■ **Istruzione scritta**
Conta le righe del materiale in cui compare la parola "grass", distinguendo tra maiuscole e minuscole. Scrivi soltanto il numero.

■ **Dati da usare**
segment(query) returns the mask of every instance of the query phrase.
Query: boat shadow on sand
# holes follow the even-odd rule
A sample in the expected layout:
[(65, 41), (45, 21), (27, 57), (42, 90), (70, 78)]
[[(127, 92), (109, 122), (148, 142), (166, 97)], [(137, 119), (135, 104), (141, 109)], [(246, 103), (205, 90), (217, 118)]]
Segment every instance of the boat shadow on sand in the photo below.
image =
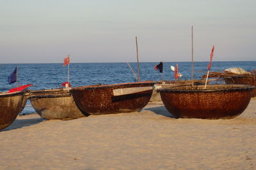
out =
[(143, 108), (145, 110), (151, 111), (156, 115), (162, 115), (166, 117), (178, 118), (170, 113), (164, 106), (156, 106), (149, 108)]
[(31, 126), (45, 121), (46, 119), (42, 118), (28, 118), (28, 119), (16, 119), (10, 125), (6, 127), (4, 129), (0, 131), (7, 131), (10, 130), (13, 130), (16, 129), (20, 129), (24, 127)]

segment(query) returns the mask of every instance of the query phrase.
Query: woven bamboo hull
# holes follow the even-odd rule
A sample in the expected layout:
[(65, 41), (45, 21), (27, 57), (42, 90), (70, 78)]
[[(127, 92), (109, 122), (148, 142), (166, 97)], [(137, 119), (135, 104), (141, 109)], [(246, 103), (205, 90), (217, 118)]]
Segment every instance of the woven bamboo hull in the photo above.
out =
[(51, 119), (74, 119), (86, 116), (76, 106), (71, 94), (62, 89), (31, 91), (29, 99), (41, 117)]
[[(232, 118), (247, 107), (253, 87), (240, 85), (208, 85), (158, 90), (168, 111), (176, 117)], [(197, 89), (195, 89), (197, 88)]]
[(0, 94), (0, 130), (10, 125), (20, 112), (24, 92)]
[(27, 97), (26, 96), (24, 96), (23, 97), (23, 100), (22, 100), (22, 104), (21, 104), (21, 108), (20, 108), (20, 111), (19, 113), (20, 113), (24, 108), (26, 106), (26, 104), (27, 104)]
[[(224, 80), (227, 84), (241, 84), (256, 87), (256, 78), (253, 76), (224, 77)], [(253, 90), (252, 97), (256, 97), (256, 89)]]
[(131, 94), (114, 96), (113, 89), (152, 87), (154, 81), (144, 81), (110, 85), (95, 85), (72, 88), (76, 104), (83, 113), (111, 114), (136, 111), (144, 108), (150, 99), (152, 90)]

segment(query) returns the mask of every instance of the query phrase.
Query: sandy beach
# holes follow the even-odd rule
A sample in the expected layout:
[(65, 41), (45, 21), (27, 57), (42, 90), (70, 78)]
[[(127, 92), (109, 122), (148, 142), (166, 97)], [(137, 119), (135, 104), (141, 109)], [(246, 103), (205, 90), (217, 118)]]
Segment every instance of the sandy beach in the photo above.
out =
[(230, 120), (175, 119), (161, 102), (139, 112), (46, 120), (0, 131), (0, 169), (256, 169), (256, 97)]

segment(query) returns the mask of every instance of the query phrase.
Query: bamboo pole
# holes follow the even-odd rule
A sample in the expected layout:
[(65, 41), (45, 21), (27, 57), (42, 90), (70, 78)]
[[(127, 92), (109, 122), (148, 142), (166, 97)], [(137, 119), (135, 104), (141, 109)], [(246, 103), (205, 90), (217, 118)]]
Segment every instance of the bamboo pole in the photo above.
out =
[[(69, 55), (68, 55), (68, 59), (70, 60), (70, 58), (69, 57), (70, 57)], [(69, 63), (70, 63), (70, 60), (69, 60), (68, 65), (68, 85), (69, 83)]]
[(206, 84), (207, 83), (207, 80), (208, 80), (208, 76), (209, 76), (209, 71), (208, 70), (208, 71), (207, 71), (207, 76), (206, 76), (205, 84), (204, 85), (204, 89), (205, 89), (205, 88), (206, 88)]
[(138, 81), (140, 81), (140, 64), (139, 64), (139, 54), (138, 52), (138, 41), (137, 41), (137, 36), (135, 37), (136, 43), (136, 52), (137, 52), (137, 66), (138, 66)]
[(128, 66), (130, 67), (130, 69), (132, 70), (133, 74), (134, 74), (134, 76), (136, 78), (136, 81), (138, 81), (138, 77), (136, 74), (135, 73), (134, 71), (133, 71), (133, 69), (132, 68), (132, 67), (130, 65), (130, 63), (129, 63), (128, 62), (126, 62), (128, 64)]
[(16, 71), (16, 87), (19, 87), (19, 80), (18, 80), (18, 66), (17, 66), (17, 71)]
[(193, 47), (193, 25), (191, 27), (191, 43), (192, 43), (192, 68), (191, 68), (191, 83), (192, 86), (193, 86), (193, 76), (194, 76), (194, 47)]

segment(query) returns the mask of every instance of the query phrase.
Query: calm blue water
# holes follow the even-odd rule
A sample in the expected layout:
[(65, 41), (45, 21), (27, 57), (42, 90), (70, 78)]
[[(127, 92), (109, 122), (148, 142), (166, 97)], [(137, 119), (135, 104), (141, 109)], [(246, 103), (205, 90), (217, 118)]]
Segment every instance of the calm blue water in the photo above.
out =
[[(141, 81), (174, 80), (174, 73), (170, 67), (179, 64), (179, 72), (183, 74), (180, 80), (189, 80), (191, 74), (190, 62), (164, 62), (163, 73), (154, 69), (159, 62), (141, 62)], [(200, 79), (207, 73), (208, 62), (194, 62), (194, 79)], [(130, 63), (137, 72), (137, 63)], [(67, 81), (68, 67), (58, 64), (0, 64), (0, 91), (8, 91), (15, 84), (8, 83), (8, 76), (18, 66), (18, 80), (20, 85), (33, 83), (31, 90), (55, 89)], [(212, 62), (211, 71), (221, 71), (229, 67), (242, 67), (246, 71), (256, 69), (256, 61)], [(93, 84), (113, 84), (135, 81), (134, 76), (128, 65), (124, 63), (71, 63), (70, 82), (72, 87)], [(29, 102), (21, 114), (35, 112)]]

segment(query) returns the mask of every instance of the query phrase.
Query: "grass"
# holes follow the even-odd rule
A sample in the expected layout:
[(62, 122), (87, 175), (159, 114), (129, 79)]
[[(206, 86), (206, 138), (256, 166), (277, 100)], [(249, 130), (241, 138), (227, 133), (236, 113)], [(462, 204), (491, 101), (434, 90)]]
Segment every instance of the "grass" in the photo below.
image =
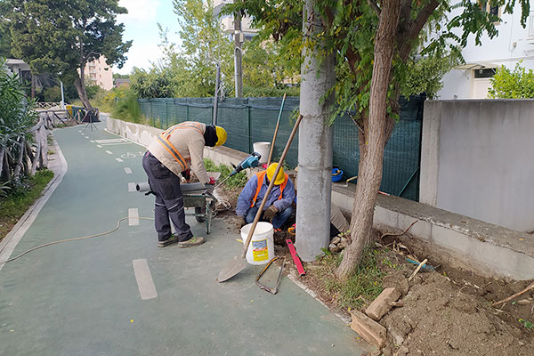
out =
[[(206, 166), (206, 170), (208, 172), (221, 172), (221, 177), (219, 178), (219, 182), (222, 182), (223, 179), (228, 177), (233, 168), (230, 166), (226, 165), (215, 165), (214, 161), (209, 158), (204, 158), (204, 166)], [(228, 181), (224, 182), (224, 185), (227, 188), (242, 188), (247, 184), (247, 173), (239, 172), (233, 177), (230, 177)]]
[(9, 195), (0, 198), (0, 239), (7, 235), (28, 208), (41, 196), (53, 177), (52, 171), (38, 171), (33, 177), (10, 190)]
[(378, 263), (389, 265), (389, 260), (385, 262), (386, 251), (367, 247), (360, 265), (344, 283), (334, 275), (334, 271), (341, 263), (342, 255), (333, 255), (328, 250), (324, 252), (325, 255), (320, 259), (320, 278), (328, 293), (335, 296), (339, 307), (358, 308), (382, 293), (382, 279), (385, 274), (380, 271)]

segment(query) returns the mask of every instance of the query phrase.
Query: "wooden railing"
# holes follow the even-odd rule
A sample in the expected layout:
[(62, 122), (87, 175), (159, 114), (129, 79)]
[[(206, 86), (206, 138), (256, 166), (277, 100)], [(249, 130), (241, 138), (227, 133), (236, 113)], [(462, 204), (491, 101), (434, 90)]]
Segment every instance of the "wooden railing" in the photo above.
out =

■ **La risposta**
2